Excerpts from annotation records
================

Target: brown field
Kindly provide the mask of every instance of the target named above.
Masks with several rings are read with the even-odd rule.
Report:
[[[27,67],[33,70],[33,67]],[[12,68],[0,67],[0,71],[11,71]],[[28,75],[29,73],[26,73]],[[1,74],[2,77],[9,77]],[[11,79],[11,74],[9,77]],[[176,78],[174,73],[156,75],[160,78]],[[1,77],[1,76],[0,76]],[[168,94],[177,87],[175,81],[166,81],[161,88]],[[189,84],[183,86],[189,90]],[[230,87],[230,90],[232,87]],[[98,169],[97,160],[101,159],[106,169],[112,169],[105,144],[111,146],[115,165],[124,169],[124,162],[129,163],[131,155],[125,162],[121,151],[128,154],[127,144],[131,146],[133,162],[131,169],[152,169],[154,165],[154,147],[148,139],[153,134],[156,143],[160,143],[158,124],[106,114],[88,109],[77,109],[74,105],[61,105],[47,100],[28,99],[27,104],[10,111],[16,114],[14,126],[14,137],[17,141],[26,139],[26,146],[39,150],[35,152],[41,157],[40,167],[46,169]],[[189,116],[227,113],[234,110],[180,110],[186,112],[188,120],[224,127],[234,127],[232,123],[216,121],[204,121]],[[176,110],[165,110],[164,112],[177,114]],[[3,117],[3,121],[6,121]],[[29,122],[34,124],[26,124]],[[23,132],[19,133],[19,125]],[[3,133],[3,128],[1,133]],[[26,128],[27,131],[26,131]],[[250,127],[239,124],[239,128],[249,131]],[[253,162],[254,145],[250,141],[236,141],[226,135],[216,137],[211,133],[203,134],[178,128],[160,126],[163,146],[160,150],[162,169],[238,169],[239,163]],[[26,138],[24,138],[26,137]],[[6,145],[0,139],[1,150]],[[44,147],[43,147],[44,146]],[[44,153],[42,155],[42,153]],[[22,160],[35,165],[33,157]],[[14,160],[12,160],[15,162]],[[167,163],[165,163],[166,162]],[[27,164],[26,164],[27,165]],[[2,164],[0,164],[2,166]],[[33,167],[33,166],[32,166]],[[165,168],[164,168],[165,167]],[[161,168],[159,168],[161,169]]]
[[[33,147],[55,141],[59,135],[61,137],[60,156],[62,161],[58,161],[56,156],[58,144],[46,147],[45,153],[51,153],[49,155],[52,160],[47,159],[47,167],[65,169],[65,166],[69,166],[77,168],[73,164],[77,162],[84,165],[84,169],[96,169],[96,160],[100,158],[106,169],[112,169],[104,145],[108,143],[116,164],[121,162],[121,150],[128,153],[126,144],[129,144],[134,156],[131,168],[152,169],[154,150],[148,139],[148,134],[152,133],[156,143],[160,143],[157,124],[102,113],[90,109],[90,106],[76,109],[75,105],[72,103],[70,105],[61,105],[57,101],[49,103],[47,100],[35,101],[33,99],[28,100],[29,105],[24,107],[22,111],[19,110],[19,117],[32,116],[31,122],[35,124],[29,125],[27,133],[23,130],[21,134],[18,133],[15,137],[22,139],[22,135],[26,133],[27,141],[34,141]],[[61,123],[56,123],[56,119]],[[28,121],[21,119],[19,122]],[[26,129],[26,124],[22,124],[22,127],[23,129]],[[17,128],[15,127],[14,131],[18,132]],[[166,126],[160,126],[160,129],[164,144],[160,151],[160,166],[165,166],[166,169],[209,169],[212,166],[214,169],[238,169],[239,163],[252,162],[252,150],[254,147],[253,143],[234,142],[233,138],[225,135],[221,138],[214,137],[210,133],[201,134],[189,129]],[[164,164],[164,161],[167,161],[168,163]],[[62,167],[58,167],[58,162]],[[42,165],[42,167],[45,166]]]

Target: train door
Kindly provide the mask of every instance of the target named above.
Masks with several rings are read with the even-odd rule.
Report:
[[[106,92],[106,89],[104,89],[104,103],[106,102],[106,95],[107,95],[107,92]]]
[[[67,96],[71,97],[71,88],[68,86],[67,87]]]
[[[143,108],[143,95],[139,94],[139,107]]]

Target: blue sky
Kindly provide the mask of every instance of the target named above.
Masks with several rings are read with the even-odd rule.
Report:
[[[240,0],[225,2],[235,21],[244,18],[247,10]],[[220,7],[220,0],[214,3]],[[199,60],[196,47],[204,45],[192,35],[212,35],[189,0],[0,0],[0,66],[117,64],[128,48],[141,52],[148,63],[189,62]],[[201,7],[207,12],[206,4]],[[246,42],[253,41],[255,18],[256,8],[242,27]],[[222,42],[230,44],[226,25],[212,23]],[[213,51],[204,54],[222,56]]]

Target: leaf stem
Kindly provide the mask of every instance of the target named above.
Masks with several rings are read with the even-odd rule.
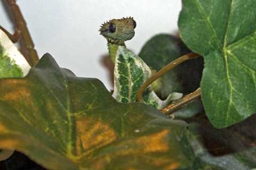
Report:
[[[181,107],[185,106],[188,103],[198,98],[201,97],[201,89],[200,88],[199,88],[194,92],[187,95],[185,97],[183,97],[182,98],[174,101],[171,105],[163,108],[162,110],[162,112],[166,115],[170,115],[175,111],[177,111]]]
[[[2,27],[0,27],[0,29],[6,33],[8,37],[10,38],[11,40],[13,41],[18,41],[20,36],[21,37],[28,56],[28,57],[26,57],[25,56],[26,59],[29,64],[31,66],[33,66],[38,61],[39,57],[36,50],[34,49],[35,45],[28,31],[25,20],[23,17],[20,8],[16,4],[16,1],[6,1],[10,6],[10,11],[14,18],[16,27],[15,32],[13,35],[12,35],[6,30],[3,29]]]
[[[169,64],[165,65],[161,70],[158,71],[155,74],[153,74],[148,80],[147,80],[143,84],[142,84],[136,94],[136,99],[138,102],[143,102],[142,95],[144,90],[156,80],[161,77],[162,75],[172,69],[175,67],[179,64],[186,61],[187,60],[196,58],[200,56],[199,54],[194,53],[187,54],[176,60],[172,61]],[[197,98],[201,96],[201,90],[198,88],[195,92],[187,95],[182,98],[178,100],[177,102],[174,102],[171,105],[167,106],[162,110],[162,112],[165,114],[170,114],[172,113],[181,107],[185,106],[186,104],[191,101],[195,98]]]

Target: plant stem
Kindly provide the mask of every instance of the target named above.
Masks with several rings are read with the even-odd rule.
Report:
[[[163,67],[161,70],[158,71],[156,73],[153,74],[148,80],[147,80],[142,86],[141,86],[136,94],[136,99],[137,101],[143,102],[142,95],[144,90],[152,83],[153,83],[156,80],[161,77],[162,75],[172,69],[175,67],[179,64],[186,61],[187,60],[196,58],[199,56],[199,55],[196,53],[191,53],[186,54],[175,60],[172,61],[168,65],[166,65]],[[174,102],[171,105],[168,106],[167,107],[164,108],[162,110],[163,113],[165,114],[170,113],[173,112],[180,108],[185,106],[188,103],[191,101],[195,98],[198,98],[201,95],[201,90],[198,88],[195,92],[188,95],[187,96],[183,97],[182,98],[178,100],[177,102]]]
[[[20,36],[21,36],[25,46],[26,52],[28,54],[28,57],[25,57],[29,64],[30,64],[31,66],[33,66],[38,61],[39,57],[36,50],[34,49],[35,45],[28,31],[25,20],[22,16],[19,6],[16,4],[15,0],[6,0],[6,2],[10,6],[10,11],[13,16],[16,27],[15,32],[13,35],[12,35],[6,30],[3,29],[2,27],[0,29],[6,33],[13,41],[15,41],[15,40],[18,41]],[[25,56],[26,56],[26,55]]]
[[[196,91],[179,99],[162,110],[162,112],[166,115],[170,115],[185,106],[188,103],[201,96],[201,89],[198,88]]]

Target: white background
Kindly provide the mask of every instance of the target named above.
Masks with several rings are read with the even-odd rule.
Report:
[[[3,2],[0,24],[13,31]],[[77,76],[97,78],[112,89],[107,42],[99,35],[101,23],[113,18],[133,16],[134,37],[126,46],[138,54],[143,45],[159,33],[175,34],[181,0],[18,0],[41,57],[50,53],[61,67]],[[105,57],[104,57],[105,56]]]

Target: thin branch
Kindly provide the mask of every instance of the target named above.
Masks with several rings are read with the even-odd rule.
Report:
[[[160,78],[162,75],[167,73],[169,71],[175,67],[179,64],[186,61],[188,60],[195,58],[198,57],[199,55],[197,54],[191,53],[186,54],[179,58],[172,61],[168,65],[166,65],[163,67],[161,70],[153,74],[148,80],[147,80],[142,86],[140,87],[139,90],[136,94],[136,99],[137,101],[143,102],[142,95],[143,92],[145,89],[151,84],[152,84],[156,80]]]
[[[196,91],[189,94],[185,97],[179,99],[171,105],[166,107],[162,110],[162,112],[166,115],[170,115],[185,106],[188,103],[193,101],[194,100],[200,98],[201,96],[201,89],[198,88]]]
[[[167,72],[172,69],[175,67],[179,64],[186,61],[187,60],[196,58],[199,56],[198,54],[196,53],[189,53],[186,54],[179,58],[172,61],[168,65],[166,65],[158,72],[155,74],[153,74],[148,80],[147,80],[142,86],[140,88],[136,94],[136,99],[137,101],[143,102],[143,92],[145,89],[151,84],[152,84],[156,80],[158,79],[164,74]],[[170,114],[174,111],[176,111],[188,103],[195,100],[195,99],[200,97],[201,96],[201,89],[198,88],[195,92],[191,93],[181,99],[177,100],[177,101],[172,103],[171,105],[167,106],[162,110],[162,112],[166,114]]]
[[[2,27],[0,29],[6,33],[11,40],[14,42],[18,41],[20,35],[28,56],[28,57],[26,57],[26,58],[30,65],[33,66],[38,61],[39,57],[36,50],[34,49],[35,45],[28,31],[25,20],[23,17],[20,8],[16,4],[16,1],[6,1],[10,6],[10,10],[14,18],[15,32],[13,35],[12,35],[5,29],[3,29]]]

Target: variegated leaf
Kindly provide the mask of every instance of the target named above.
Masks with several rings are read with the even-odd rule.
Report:
[[[141,58],[125,47],[119,46],[116,57],[113,97],[119,102],[136,101],[138,90],[151,75],[150,69]],[[149,86],[144,94],[143,99],[146,104],[161,109],[182,96],[181,93],[173,92],[162,100]]]
[[[30,69],[23,55],[0,30],[0,78],[22,77]]]
[[[0,78],[22,77],[30,66],[6,35],[0,29]],[[0,160],[9,157],[13,150],[0,150]]]

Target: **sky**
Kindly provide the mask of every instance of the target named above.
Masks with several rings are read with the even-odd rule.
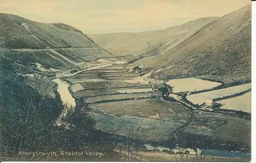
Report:
[[[163,30],[222,16],[250,0],[0,0],[0,12],[62,22],[86,34]]]

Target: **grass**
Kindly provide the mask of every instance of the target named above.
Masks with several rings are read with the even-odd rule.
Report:
[[[157,98],[97,103],[92,106],[114,116],[129,115],[173,120],[181,124],[187,120],[189,114],[183,106],[175,102],[164,102]],[[156,114],[159,116],[155,116]]]
[[[179,132],[188,147],[250,151],[249,120],[220,114],[195,114],[191,124]]]
[[[177,93],[208,90],[220,86],[221,83],[196,78],[185,78],[169,80],[167,84],[174,87],[173,91]]]
[[[102,76],[101,78],[109,80],[125,80],[133,78],[134,76]]]
[[[123,66],[113,66],[102,67],[102,68],[100,68],[100,70],[123,70],[124,69],[124,67],[123,67]]]
[[[114,89],[115,91],[120,93],[146,93],[154,92],[151,87],[147,88],[117,88]]]
[[[104,95],[118,94],[116,91],[110,89],[94,90],[81,90],[74,93],[76,97],[94,97],[96,96],[101,96]]]
[[[71,86],[70,86],[71,91],[73,92],[77,92],[80,90],[83,90],[84,89],[84,88],[83,88],[80,84],[79,83],[76,83],[75,84],[72,85]]]
[[[192,94],[187,96],[187,99],[194,104],[198,103],[201,104],[207,99],[212,99],[229,96],[235,93],[249,90],[251,87],[251,84],[248,83],[242,85]]]
[[[89,71],[83,71],[81,72],[81,74],[83,74],[83,73],[103,73],[103,72],[106,72],[106,73],[110,73],[110,72],[126,72],[126,70],[89,70]]]
[[[94,82],[94,83],[97,83],[97,82],[104,82],[105,80],[99,78],[83,78],[83,79],[68,79],[70,83],[72,84],[75,84],[75,83],[85,83],[85,82]]]
[[[105,102],[122,100],[134,99],[135,98],[149,98],[156,96],[160,96],[158,93],[142,93],[121,95],[108,95],[94,97],[86,98],[85,100],[91,103]],[[135,101],[135,102],[136,102]]]
[[[86,90],[94,90],[107,88],[126,88],[141,87],[141,85],[131,84],[119,81],[108,81],[101,82],[85,82],[80,83]]]
[[[136,130],[138,127],[138,133],[143,135],[145,141],[161,142],[168,140],[170,133],[181,124],[175,121],[158,120],[131,116],[129,115],[110,117],[101,114],[94,113],[97,123],[96,128],[108,133],[126,136],[124,127],[127,126]],[[123,120],[124,120],[124,123]]]
[[[247,92],[239,96],[218,101],[218,102],[220,102],[223,104],[221,106],[222,108],[251,113],[251,92]]]
[[[113,57],[109,52],[99,47],[60,49],[57,51],[61,54],[68,53],[86,62],[93,62],[102,57]]]
[[[99,63],[108,63],[108,62],[110,62],[112,61],[107,60],[107,59],[104,59],[104,58],[100,58],[99,59],[97,59],[96,60],[96,61],[99,62]]]

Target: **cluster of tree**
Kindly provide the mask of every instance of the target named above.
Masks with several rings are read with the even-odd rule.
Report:
[[[42,97],[17,75],[16,68],[11,62],[0,61],[0,160],[63,160],[54,156],[24,156],[19,152],[86,150],[113,153],[106,155],[108,159],[119,160],[108,137],[95,130],[87,103],[78,99],[74,108],[63,105],[59,96]],[[63,111],[66,116],[60,116]],[[56,123],[58,118],[60,123]]]

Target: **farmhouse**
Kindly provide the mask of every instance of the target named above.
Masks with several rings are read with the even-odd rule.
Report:
[[[173,98],[176,100],[181,100],[182,99],[181,96],[176,95],[174,94],[170,94],[169,95],[169,97]]]
[[[207,100],[205,101],[206,106],[212,106],[215,105],[215,103],[212,100]]]

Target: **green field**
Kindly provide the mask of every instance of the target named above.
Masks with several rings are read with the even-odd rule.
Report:
[[[166,102],[158,98],[129,100],[92,104],[107,115],[120,117],[129,115],[163,120],[174,120],[184,124],[189,112],[175,102]],[[156,116],[158,114],[159,116]]]
[[[221,143],[218,141],[220,140],[225,143],[215,147],[218,149],[222,148],[227,150],[227,148],[233,147],[236,148],[232,148],[231,150],[238,150],[250,148],[250,121],[224,115],[201,112],[196,113],[194,117],[191,124],[179,132],[179,137],[183,138],[188,142],[188,144],[197,143],[198,147],[201,146],[205,148],[209,145],[209,143],[207,143],[209,140]],[[230,144],[230,142],[233,144]]]
[[[136,76],[100,76],[101,78],[109,80],[130,80]]]
[[[143,88],[117,88],[114,89],[115,91],[120,93],[137,93],[155,92],[150,87]]]
[[[124,67],[120,66],[112,66],[109,67],[102,67],[100,70],[123,70]]]
[[[104,95],[118,94],[120,93],[113,91],[110,89],[94,90],[81,90],[74,93],[76,97],[94,97],[96,96],[101,96]]]
[[[136,131],[146,141],[159,142],[167,141],[176,128],[182,124],[175,121],[161,121],[129,115],[116,118],[109,117],[94,113],[96,128],[107,133],[126,136],[125,127]],[[125,127],[126,126],[126,127]]]
[[[87,102],[93,103],[96,102],[104,102],[106,101],[113,101],[126,99],[152,98],[156,96],[160,97],[161,96],[161,95],[159,93],[156,92],[121,95],[108,95],[86,98],[85,100]],[[135,101],[134,102],[136,103],[136,101]]]
[[[97,70],[88,70],[83,71],[79,74],[83,74],[83,73],[102,73],[102,72],[126,72],[126,70],[102,70],[102,69],[97,69]]]
[[[108,89],[108,88],[127,88],[135,87],[143,87],[143,85],[139,85],[132,84],[128,84],[119,81],[107,81],[101,82],[84,82],[80,83],[84,89],[87,90]]]

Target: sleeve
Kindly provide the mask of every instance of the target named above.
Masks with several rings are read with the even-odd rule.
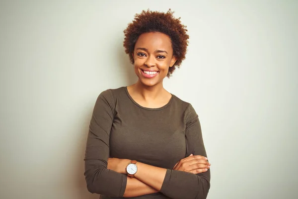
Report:
[[[124,194],[127,176],[107,169],[115,106],[110,90],[102,92],[96,100],[87,139],[84,175],[89,192],[121,197]]]
[[[198,115],[190,104],[184,118],[186,156],[192,153],[207,157]],[[197,175],[167,169],[160,192],[173,199],[203,199],[207,198],[210,188],[209,169]]]

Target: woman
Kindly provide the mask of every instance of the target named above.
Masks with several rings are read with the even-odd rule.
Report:
[[[139,79],[99,95],[84,159],[88,190],[101,199],[207,197],[210,164],[198,115],[162,84],[185,57],[185,28],[170,10],[148,10],[124,31]]]

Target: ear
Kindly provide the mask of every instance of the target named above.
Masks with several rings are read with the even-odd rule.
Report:
[[[171,67],[175,64],[175,62],[177,61],[177,58],[175,56],[172,57],[172,59],[171,59],[171,61],[170,62],[170,67]]]

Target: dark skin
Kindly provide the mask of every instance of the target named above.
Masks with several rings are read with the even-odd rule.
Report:
[[[158,108],[167,104],[171,95],[163,86],[168,69],[176,61],[169,37],[159,32],[143,33],[139,37],[133,53],[135,72],[138,82],[127,87],[129,94],[140,105]],[[151,74],[148,73],[150,72]],[[148,77],[145,73],[150,77]],[[108,169],[127,174],[126,168],[131,160],[109,158]],[[207,158],[199,155],[180,160],[174,170],[194,174],[206,172],[211,164]],[[164,180],[166,169],[142,163],[137,163],[135,178],[128,177],[124,197],[134,197],[158,192]]]

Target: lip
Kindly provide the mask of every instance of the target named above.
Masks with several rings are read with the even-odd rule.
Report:
[[[157,73],[155,73],[155,74],[149,75],[149,74],[146,74],[143,71],[149,71],[149,72],[157,72]],[[159,72],[158,71],[151,71],[151,70],[143,70],[143,69],[141,69],[141,72],[142,75],[143,75],[143,76],[145,78],[154,78],[155,76],[156,76],[156,75],[157,75],[159,73]]]

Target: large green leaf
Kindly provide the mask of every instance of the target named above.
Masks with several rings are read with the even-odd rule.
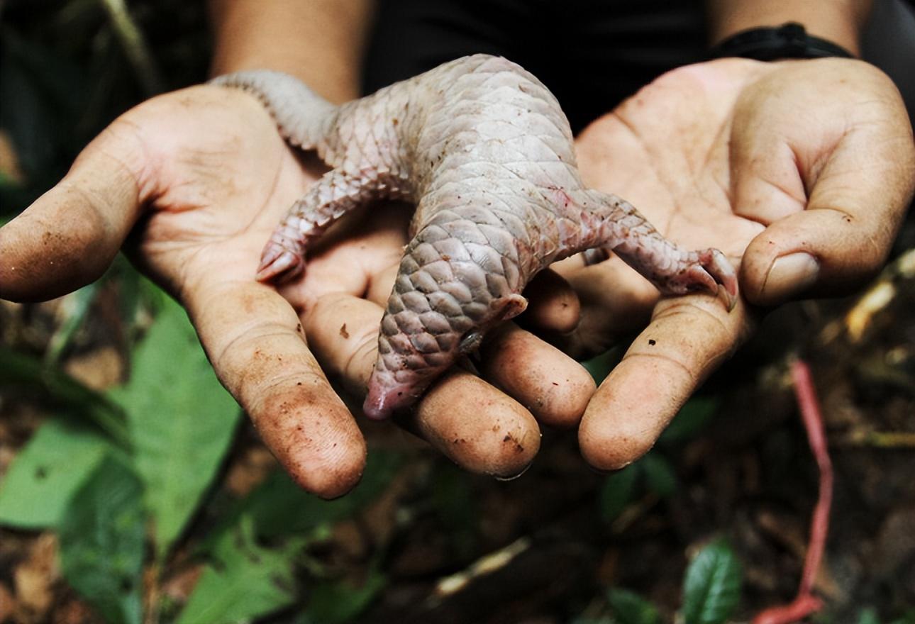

================

**Directions for this task:** Report each line of the records above that contains the word "green", copying each one in full.

**Complete output:**
Target: **green field**
Target: large green leaf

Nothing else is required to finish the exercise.